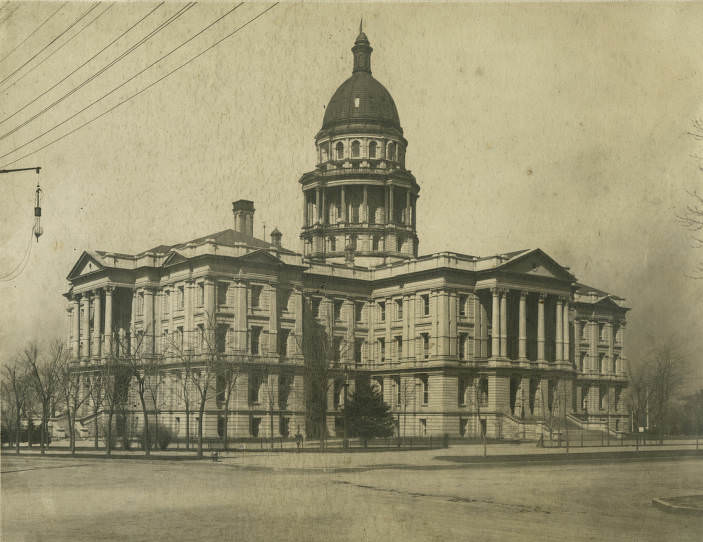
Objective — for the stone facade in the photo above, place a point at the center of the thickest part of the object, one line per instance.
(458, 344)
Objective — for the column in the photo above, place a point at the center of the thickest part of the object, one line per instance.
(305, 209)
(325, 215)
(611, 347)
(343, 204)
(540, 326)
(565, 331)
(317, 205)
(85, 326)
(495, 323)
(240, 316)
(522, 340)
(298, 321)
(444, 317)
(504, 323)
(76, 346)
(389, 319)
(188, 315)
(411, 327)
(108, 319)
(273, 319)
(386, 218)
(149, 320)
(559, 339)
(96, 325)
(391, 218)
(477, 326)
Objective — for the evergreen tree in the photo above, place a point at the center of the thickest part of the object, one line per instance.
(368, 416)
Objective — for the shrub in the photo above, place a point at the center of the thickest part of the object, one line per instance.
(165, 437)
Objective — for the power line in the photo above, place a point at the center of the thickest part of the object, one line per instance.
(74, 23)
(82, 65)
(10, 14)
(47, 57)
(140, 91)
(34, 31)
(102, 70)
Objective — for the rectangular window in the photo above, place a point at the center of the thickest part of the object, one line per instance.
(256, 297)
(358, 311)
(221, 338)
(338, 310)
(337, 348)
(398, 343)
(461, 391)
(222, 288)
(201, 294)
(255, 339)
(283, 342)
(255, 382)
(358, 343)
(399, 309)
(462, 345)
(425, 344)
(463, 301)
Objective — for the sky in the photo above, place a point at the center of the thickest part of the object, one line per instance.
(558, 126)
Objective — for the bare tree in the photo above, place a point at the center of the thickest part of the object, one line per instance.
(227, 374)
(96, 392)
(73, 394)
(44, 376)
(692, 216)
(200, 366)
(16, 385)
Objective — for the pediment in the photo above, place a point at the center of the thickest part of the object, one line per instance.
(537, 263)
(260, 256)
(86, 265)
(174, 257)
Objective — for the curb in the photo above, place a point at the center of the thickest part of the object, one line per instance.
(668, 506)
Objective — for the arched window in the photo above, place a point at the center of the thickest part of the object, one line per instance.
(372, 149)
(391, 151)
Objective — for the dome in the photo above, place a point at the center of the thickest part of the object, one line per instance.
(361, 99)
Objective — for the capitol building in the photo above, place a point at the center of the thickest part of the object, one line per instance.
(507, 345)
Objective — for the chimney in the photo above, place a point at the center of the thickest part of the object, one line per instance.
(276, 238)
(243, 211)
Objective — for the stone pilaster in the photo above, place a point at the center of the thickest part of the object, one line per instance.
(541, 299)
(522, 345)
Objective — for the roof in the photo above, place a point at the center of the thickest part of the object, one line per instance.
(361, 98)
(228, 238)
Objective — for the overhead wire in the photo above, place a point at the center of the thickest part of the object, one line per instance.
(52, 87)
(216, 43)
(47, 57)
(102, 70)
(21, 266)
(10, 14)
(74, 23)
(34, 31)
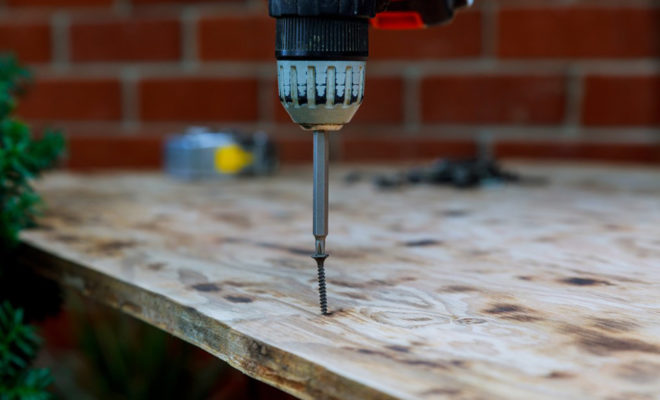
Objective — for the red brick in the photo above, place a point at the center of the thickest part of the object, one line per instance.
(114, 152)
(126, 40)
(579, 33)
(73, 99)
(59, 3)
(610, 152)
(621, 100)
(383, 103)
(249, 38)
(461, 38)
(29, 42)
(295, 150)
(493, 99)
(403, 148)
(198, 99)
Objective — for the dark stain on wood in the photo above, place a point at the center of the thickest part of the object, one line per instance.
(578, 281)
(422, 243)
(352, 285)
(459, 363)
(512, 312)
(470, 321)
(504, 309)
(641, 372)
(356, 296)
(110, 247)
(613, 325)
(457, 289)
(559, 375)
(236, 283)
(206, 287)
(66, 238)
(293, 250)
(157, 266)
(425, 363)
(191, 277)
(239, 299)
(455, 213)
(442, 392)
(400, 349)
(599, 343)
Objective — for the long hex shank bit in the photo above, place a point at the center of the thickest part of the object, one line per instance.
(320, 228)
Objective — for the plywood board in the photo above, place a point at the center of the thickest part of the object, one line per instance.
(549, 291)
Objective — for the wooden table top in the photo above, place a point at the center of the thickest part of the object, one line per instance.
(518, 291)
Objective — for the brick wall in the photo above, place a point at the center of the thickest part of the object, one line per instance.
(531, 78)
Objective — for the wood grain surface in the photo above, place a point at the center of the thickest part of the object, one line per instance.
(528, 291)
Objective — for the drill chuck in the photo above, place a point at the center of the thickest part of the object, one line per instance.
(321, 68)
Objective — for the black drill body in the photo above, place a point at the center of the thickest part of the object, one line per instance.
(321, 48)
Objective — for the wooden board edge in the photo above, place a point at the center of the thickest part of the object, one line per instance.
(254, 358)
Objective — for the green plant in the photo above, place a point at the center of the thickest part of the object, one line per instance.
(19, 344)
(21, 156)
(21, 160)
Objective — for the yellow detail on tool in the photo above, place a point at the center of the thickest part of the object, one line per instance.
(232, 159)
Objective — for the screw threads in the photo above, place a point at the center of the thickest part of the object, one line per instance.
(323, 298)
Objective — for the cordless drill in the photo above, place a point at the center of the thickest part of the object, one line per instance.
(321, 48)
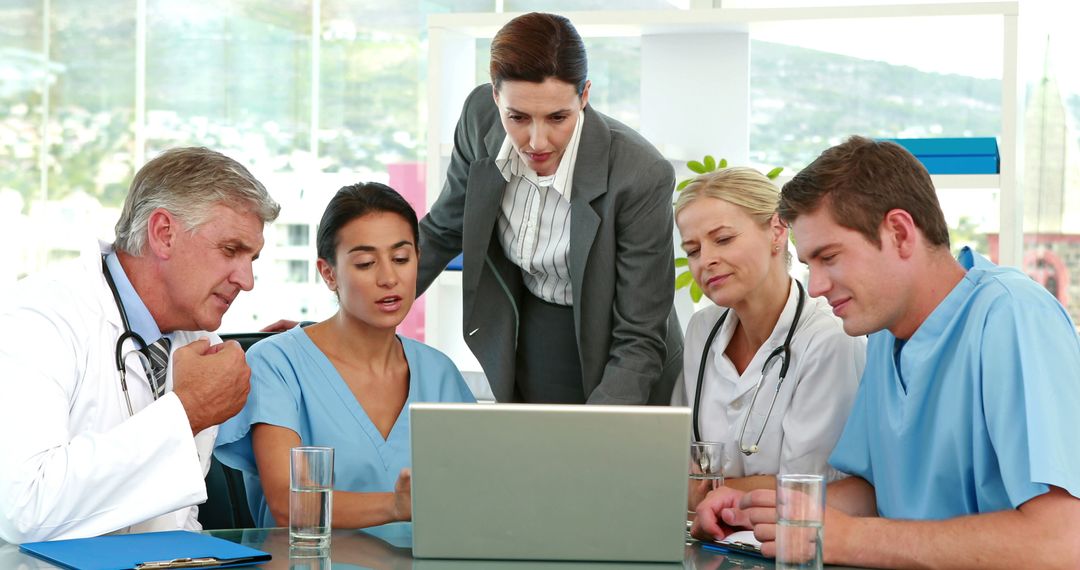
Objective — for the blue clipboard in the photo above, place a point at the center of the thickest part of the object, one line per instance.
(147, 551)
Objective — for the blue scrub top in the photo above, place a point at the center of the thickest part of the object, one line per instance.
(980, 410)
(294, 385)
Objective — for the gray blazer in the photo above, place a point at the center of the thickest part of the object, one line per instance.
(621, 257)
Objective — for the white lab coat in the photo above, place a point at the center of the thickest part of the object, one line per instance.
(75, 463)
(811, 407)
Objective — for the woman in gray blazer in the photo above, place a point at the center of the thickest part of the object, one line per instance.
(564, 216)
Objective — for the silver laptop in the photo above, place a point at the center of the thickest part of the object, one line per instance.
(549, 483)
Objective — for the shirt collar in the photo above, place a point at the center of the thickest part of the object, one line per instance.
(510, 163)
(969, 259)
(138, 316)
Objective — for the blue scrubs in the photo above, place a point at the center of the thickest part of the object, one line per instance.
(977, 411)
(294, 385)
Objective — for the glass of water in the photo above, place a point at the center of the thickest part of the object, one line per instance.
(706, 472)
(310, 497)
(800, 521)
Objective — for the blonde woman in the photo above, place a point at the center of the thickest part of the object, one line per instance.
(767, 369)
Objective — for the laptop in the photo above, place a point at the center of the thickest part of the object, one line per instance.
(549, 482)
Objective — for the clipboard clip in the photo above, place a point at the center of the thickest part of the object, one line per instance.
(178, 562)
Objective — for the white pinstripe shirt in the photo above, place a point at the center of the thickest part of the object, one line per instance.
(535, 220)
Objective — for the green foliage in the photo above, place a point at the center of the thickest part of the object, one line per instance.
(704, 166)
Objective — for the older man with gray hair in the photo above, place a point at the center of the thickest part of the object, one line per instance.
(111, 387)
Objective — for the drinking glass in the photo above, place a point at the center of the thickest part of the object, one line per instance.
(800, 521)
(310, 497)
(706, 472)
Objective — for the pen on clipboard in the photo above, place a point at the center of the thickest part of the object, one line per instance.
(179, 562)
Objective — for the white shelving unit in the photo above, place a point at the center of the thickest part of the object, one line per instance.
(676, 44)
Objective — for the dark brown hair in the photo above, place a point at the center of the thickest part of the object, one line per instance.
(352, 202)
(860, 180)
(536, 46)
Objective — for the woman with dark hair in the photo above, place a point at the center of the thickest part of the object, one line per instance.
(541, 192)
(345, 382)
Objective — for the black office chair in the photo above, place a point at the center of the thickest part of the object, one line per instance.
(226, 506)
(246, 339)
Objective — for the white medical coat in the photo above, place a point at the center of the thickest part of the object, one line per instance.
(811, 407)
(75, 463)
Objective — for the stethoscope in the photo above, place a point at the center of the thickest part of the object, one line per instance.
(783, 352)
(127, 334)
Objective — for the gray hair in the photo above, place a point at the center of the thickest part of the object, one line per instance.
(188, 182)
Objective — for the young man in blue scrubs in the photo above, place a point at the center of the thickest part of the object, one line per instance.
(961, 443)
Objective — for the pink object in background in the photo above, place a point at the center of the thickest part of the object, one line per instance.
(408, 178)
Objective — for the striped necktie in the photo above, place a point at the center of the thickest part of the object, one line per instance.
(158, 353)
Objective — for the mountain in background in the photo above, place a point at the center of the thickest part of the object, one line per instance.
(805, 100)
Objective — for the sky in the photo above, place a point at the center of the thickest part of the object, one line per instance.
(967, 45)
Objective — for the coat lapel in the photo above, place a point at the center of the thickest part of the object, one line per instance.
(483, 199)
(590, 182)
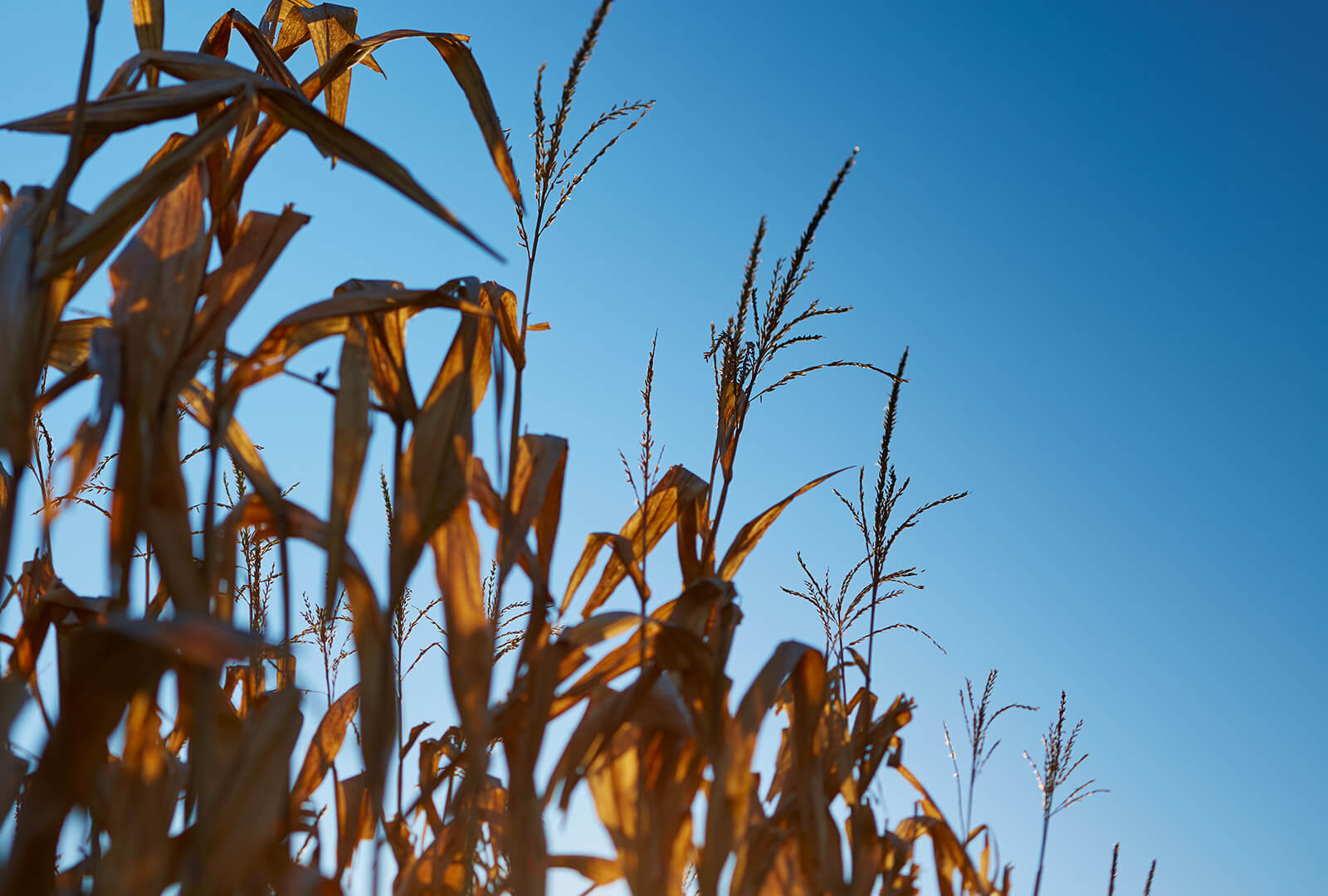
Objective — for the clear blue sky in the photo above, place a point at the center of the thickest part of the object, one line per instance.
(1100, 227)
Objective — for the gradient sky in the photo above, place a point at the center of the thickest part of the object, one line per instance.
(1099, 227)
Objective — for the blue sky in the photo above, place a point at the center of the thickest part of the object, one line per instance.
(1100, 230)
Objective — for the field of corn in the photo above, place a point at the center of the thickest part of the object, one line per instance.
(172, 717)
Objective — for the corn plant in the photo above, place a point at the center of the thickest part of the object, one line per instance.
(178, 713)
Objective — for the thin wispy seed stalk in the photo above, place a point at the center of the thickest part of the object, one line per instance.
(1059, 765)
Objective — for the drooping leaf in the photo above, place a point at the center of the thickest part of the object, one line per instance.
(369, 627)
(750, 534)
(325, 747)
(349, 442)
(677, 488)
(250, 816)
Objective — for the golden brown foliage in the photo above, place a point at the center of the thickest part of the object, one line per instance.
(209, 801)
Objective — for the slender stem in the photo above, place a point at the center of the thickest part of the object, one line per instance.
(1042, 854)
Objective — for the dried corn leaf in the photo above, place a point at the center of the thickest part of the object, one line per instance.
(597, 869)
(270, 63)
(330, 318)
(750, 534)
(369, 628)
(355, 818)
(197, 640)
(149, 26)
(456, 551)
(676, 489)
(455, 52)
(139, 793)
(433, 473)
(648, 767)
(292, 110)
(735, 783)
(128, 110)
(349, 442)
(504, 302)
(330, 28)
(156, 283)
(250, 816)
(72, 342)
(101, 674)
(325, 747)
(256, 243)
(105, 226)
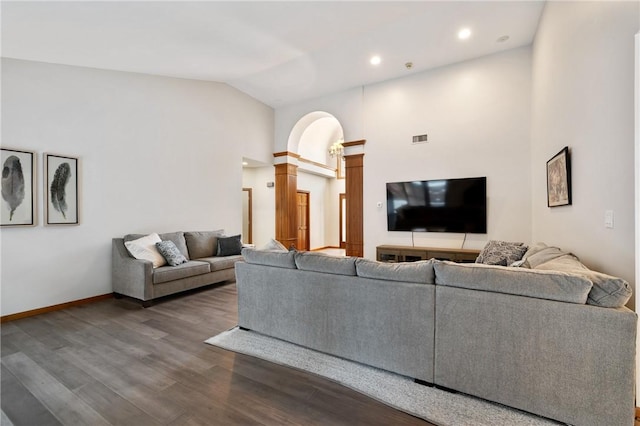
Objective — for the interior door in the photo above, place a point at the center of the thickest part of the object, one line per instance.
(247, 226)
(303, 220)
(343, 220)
-------------------------
Lay out as a numbered list the stretch of lines from the one containing "Objective — for the stethoscope" through the one containing "(1100, 227)", leaving out blank lines and pictures.

1. Objective — for the stethoscope in the photo above, place a point at the center of the thickest part of the object, one line per instance.
2. (783, 352)
3. (127, 334)
4. Objective — for the gray hair in the photo above, place a point at the center of the thickest part of the object, one line per instance.
5. (188, 182)
6. Objective — for the young man in blue scrubs in the photo above, place a point at the center of the thickest part of the object, one line per instance.
7. (961, 443)
8. Objective — for the pink object in background in the photo above, place a point at the center of the thickest part of the object, one line per instance.
9. (408, 178)
10. Objective — for the striped necktie in the photo above, place a point at the center of the thickest part of the object, one line per instance.
11. (158, 353)
12. Objective — for the mountain in background in the photo above, place a point at the center of the thickest part of the object, one line per instance.
13. (805, 100)
14. Objective — for the sky in the photo above, place a point at the center of the thickest part of the object, one line per instance.
15. (967, 45)
16. Objective — for the coat lapel in the photo above, place a point at the center of the thickest part of the object, one line per instance.
17. (483, 199)
18. (590, 182)
19. Objective — for the clear blue sky in the photo above, place a point at the center of the thickest part of the object, one line per instance.
20. (1100, 227)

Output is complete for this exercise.